EXERCISE INSTRUCTIONS: Below are the entries; output exactly the lines from the one containing "Task: please point out the child's hand" through the final line, inclusive.

INPUT FOR THIS TASK:

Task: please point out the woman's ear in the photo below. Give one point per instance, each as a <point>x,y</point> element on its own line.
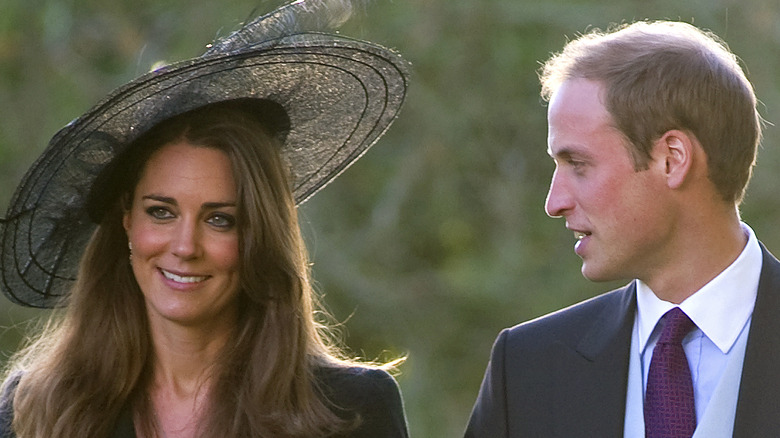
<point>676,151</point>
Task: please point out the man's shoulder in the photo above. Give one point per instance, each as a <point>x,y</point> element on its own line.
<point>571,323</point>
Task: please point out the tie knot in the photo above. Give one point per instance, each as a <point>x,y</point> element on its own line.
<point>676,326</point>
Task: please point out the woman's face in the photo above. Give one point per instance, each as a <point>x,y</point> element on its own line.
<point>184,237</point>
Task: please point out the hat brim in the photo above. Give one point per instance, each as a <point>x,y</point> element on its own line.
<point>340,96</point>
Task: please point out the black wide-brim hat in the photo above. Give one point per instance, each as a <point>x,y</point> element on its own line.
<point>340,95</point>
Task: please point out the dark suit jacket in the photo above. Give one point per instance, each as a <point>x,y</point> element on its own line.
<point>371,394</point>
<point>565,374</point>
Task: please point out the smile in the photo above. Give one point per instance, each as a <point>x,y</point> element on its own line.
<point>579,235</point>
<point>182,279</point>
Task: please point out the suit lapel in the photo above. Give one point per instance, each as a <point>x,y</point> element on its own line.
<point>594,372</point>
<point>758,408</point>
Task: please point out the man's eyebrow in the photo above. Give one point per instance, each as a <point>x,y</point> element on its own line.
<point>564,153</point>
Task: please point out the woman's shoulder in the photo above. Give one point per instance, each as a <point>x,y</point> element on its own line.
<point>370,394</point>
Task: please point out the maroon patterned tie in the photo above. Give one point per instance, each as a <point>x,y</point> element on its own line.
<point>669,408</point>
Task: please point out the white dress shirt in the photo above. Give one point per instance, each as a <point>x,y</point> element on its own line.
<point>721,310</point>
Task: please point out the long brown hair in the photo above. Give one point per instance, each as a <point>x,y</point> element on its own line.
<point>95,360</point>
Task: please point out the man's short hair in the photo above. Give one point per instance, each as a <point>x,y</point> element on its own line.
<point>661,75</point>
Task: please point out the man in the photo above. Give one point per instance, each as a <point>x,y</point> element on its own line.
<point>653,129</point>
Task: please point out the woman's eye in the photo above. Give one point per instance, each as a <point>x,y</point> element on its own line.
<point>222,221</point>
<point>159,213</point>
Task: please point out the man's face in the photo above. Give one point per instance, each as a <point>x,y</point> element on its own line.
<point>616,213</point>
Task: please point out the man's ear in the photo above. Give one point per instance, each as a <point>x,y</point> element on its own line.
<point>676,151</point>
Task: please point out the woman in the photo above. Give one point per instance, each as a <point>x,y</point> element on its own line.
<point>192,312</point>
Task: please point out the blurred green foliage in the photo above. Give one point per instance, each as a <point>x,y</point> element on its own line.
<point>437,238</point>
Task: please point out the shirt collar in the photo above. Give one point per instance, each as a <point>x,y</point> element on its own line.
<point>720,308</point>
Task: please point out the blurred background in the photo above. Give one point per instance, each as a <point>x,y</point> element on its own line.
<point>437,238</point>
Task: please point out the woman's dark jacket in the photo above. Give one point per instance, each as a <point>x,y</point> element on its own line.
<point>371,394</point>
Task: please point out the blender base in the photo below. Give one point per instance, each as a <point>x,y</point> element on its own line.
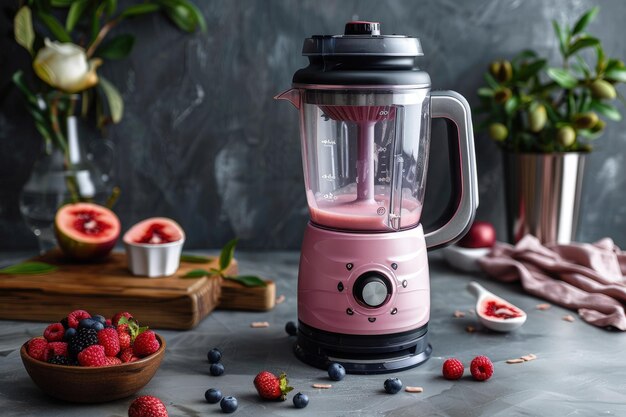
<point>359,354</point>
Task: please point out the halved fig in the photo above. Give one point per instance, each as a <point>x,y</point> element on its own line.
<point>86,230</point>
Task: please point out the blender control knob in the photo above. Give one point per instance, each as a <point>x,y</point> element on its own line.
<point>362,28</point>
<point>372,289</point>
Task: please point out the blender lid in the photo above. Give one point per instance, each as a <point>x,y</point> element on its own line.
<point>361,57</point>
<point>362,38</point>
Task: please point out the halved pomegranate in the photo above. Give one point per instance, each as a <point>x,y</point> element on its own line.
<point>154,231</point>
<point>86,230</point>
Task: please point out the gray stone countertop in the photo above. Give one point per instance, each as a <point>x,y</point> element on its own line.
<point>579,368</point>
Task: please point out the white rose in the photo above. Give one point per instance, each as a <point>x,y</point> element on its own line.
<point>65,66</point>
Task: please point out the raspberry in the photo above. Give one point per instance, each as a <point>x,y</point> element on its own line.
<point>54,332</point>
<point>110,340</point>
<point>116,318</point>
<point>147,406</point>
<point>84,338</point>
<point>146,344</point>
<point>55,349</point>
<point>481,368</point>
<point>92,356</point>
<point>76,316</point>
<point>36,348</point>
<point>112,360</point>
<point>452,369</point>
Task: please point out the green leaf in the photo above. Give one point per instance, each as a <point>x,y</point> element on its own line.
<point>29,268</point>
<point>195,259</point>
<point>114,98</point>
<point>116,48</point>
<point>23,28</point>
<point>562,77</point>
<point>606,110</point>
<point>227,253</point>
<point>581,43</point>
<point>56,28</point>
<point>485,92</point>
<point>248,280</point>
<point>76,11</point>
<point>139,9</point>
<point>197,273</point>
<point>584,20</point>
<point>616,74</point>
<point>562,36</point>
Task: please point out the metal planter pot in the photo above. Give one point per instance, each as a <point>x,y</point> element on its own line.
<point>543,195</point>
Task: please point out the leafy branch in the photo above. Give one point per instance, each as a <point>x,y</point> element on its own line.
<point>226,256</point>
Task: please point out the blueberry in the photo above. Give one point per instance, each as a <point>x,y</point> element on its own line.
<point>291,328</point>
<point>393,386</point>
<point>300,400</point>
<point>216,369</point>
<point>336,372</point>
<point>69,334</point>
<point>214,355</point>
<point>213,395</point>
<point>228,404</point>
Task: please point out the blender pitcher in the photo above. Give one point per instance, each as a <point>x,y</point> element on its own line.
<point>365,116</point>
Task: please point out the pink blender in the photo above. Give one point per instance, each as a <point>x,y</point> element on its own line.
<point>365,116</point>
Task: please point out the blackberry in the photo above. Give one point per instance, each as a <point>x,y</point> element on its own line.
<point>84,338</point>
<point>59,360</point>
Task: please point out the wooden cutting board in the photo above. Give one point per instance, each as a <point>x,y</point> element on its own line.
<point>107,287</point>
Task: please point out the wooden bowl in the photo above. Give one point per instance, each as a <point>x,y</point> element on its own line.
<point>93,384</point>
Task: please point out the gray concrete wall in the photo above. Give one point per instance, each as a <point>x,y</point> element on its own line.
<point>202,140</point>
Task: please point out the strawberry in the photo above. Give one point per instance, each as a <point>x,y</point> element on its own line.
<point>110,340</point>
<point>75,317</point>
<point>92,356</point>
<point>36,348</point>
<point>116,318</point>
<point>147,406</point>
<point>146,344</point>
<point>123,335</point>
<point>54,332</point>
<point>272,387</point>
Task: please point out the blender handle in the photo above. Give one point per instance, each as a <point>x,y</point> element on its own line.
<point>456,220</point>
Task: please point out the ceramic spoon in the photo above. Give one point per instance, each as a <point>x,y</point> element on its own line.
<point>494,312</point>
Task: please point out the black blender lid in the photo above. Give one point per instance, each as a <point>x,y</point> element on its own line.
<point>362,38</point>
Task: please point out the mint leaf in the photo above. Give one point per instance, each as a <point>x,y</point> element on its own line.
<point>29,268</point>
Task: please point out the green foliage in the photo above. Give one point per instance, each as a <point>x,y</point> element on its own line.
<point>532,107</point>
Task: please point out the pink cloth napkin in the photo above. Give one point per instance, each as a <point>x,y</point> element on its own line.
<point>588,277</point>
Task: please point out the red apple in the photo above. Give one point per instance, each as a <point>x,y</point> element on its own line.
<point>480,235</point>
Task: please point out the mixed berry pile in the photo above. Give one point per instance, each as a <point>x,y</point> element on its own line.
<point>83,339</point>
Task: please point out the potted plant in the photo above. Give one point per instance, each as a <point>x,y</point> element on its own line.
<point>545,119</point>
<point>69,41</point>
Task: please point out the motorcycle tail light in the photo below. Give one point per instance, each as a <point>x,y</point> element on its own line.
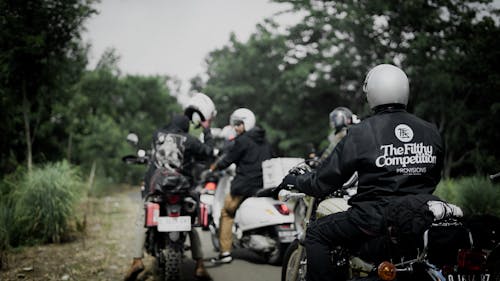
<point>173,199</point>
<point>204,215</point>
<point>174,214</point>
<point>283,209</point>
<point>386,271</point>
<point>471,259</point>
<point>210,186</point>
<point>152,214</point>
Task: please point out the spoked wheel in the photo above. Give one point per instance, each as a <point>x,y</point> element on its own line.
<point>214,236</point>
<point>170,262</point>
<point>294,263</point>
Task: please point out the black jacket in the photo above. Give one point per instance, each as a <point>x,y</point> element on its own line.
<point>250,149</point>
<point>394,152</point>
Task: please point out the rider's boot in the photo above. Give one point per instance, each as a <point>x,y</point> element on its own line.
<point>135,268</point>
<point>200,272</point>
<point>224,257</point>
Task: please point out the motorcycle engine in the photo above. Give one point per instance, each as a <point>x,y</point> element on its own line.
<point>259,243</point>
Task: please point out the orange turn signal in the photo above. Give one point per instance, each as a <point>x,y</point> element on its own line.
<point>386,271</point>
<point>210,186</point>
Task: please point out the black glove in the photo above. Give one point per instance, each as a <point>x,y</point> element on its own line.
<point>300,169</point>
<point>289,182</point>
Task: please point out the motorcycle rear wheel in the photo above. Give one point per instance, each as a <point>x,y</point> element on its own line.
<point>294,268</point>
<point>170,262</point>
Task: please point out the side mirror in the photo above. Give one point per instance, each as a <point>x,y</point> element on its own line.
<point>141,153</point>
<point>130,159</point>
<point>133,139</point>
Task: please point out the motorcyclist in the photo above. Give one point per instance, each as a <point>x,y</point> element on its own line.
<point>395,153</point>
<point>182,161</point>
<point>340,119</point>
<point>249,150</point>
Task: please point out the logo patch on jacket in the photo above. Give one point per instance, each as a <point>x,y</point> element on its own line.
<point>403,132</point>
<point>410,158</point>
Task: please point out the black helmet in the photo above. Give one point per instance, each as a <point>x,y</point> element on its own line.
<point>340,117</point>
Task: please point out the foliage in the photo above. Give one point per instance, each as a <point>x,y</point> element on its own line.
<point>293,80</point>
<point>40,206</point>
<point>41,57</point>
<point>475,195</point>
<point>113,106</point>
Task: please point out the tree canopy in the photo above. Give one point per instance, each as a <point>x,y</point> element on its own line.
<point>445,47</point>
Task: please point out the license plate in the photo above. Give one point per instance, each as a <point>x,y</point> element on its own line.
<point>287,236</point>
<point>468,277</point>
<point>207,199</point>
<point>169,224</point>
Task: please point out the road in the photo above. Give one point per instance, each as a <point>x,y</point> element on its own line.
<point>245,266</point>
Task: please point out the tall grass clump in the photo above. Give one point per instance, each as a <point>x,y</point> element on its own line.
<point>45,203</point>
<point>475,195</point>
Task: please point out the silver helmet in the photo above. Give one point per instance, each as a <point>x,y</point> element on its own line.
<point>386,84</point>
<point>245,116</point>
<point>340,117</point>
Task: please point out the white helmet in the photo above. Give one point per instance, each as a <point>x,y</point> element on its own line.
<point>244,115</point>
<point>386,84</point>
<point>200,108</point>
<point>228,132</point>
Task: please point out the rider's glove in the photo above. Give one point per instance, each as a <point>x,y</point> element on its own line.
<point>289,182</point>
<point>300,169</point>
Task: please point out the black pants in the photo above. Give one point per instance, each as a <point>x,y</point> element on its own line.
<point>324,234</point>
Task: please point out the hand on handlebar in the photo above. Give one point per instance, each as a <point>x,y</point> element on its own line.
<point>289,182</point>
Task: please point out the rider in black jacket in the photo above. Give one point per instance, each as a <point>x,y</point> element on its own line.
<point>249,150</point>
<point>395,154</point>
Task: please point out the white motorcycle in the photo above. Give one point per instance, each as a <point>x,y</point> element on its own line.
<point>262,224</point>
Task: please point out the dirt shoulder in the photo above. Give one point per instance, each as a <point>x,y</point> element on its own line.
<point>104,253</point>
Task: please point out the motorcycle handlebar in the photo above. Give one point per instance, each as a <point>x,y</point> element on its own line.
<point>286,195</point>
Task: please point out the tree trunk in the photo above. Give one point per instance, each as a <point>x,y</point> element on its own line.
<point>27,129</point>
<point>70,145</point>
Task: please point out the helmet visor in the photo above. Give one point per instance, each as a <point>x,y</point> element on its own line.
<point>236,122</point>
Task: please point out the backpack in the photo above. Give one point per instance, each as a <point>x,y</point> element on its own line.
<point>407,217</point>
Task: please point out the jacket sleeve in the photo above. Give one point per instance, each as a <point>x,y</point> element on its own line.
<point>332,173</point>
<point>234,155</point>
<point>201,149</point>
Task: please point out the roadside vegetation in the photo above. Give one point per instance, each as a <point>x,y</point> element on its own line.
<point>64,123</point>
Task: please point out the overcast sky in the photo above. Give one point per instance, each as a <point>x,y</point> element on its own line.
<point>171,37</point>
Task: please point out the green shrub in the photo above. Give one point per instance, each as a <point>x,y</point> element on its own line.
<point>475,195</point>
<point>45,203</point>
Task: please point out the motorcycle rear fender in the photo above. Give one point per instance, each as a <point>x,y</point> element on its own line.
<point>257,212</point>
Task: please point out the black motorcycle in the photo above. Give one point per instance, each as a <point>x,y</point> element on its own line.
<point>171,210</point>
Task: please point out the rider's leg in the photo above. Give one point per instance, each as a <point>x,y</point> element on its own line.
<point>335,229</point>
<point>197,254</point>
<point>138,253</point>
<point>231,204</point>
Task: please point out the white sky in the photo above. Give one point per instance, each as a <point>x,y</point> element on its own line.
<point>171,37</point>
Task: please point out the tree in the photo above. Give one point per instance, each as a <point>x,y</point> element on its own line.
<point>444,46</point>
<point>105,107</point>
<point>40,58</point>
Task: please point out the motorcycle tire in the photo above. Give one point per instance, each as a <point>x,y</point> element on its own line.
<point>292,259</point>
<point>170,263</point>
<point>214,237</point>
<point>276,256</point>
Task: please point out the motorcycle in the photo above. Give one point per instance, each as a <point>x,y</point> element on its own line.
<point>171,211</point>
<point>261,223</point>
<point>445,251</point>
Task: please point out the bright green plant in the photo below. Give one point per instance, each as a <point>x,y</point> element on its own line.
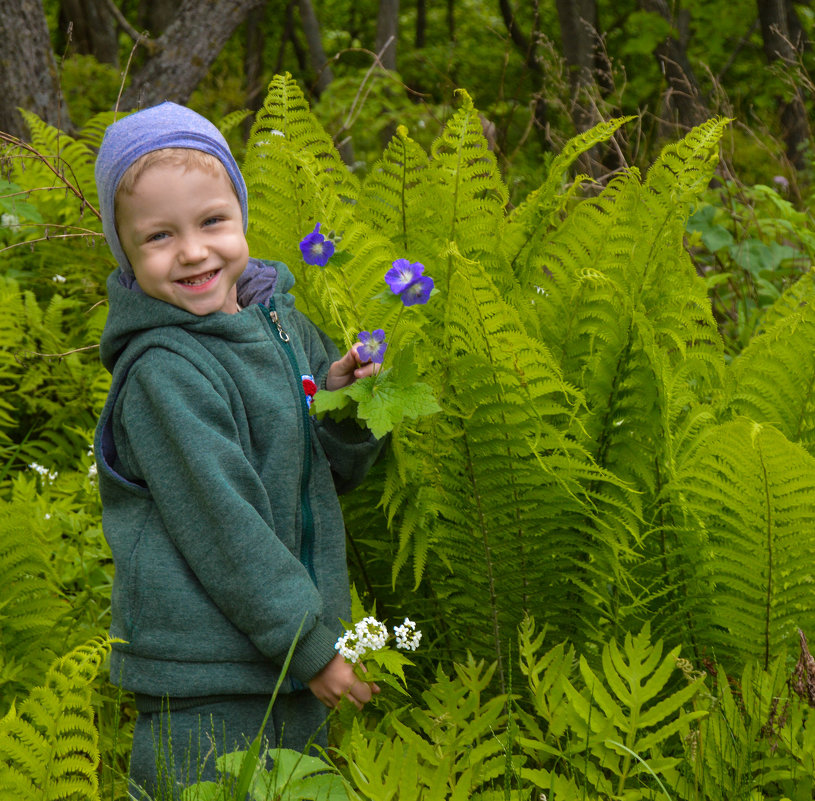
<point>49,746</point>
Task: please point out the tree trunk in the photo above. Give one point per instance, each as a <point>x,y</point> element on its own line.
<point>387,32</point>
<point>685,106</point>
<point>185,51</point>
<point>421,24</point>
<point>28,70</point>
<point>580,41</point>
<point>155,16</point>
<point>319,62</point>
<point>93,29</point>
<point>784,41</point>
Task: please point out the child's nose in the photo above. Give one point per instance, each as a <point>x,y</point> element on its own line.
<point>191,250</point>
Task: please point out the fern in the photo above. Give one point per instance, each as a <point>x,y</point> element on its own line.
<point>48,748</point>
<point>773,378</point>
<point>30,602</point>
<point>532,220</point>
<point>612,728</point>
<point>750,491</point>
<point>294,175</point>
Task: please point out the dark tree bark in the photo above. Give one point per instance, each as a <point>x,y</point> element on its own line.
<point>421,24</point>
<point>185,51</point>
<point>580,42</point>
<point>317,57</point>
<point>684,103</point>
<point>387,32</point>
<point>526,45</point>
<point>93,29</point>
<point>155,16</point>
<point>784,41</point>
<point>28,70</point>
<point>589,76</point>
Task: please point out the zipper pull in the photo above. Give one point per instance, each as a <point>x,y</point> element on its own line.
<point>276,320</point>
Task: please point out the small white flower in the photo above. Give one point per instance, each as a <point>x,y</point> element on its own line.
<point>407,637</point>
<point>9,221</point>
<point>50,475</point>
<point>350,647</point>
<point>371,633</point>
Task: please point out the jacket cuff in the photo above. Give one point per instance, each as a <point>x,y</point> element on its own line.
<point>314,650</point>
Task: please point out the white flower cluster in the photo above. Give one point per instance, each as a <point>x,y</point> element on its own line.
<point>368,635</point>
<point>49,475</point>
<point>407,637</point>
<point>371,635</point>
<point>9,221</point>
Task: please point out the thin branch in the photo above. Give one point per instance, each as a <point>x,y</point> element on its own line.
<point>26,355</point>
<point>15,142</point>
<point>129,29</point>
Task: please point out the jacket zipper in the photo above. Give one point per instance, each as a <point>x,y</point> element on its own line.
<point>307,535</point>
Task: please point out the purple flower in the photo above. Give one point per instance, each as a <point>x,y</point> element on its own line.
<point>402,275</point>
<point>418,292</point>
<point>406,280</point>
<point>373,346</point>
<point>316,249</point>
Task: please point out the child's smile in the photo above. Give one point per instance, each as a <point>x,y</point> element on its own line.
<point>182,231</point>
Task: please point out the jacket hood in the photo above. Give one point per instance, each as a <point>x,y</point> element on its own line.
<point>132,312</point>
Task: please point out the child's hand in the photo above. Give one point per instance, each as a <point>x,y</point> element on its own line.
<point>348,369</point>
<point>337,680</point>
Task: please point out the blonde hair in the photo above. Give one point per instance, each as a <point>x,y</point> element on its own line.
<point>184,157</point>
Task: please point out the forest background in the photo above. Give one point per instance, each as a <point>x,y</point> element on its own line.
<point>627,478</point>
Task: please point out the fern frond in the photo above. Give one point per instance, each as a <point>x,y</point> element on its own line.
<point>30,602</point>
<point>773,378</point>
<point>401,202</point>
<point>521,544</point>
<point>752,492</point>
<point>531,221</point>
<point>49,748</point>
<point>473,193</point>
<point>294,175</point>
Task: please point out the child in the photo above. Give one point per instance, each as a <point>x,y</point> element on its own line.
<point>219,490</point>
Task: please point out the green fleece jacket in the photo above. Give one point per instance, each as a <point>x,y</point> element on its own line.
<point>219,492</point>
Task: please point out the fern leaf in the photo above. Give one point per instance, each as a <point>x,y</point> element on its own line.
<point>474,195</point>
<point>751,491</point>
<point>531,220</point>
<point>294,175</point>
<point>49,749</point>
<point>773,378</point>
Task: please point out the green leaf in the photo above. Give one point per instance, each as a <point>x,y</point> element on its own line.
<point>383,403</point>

RESPONSE TO THIS EXERCISE:
Task: please point out the child's hand in the photo above. Give one point per instance, each as a <point>x,y</point> element on its own line.
<point>348,369</point>
<point>337,680</point>
Task: please point out the blonde hair in the photo above. Give one point per instance, each as a <point>x,y</point> element on its own line.
<point>184,157</point>
Task: please point out the forest background in the photo above. Give one point per instance, each as a <point>x,y</point> element on its own line.
<point>627,478</point>
Task: please point out the fern frond in the photo above. Give one point per instance, each as a <point>x,y</point> element on its own line.
<point>30,602</point>
<point>773,378</point>
<point>401,202</point>
<point>521,544</point>
<point>752,492</point>
<point>531,221</point>
<point>49,748</point>
<point>473,193</point>
<point>294,175</point>
Task: please point out the child in the photo above. Give one point per instance, each as a <point>x,y</point> element on its own line.
<point>219,490</point>
Task: please point out the green fleece jacket in the photo above. Give one point per instance, each as a <point>x,y</point> element on its own line.
<point>219,492</point>
Task: please point out the fern leaf in the photo above. Give one point per instance, each as a <point>x,y</point> element on its own line.
<point>474,195</point>
<point>751,491</point>
<point>531,220</point>
<point>294,175</point>
<point>49,749</point>
<point>773,378</point>
Task: please point out the green leaf in the photo above. Give one point per instance, each as a <point>x,y</point> element on its own line.
<point>383,403</point>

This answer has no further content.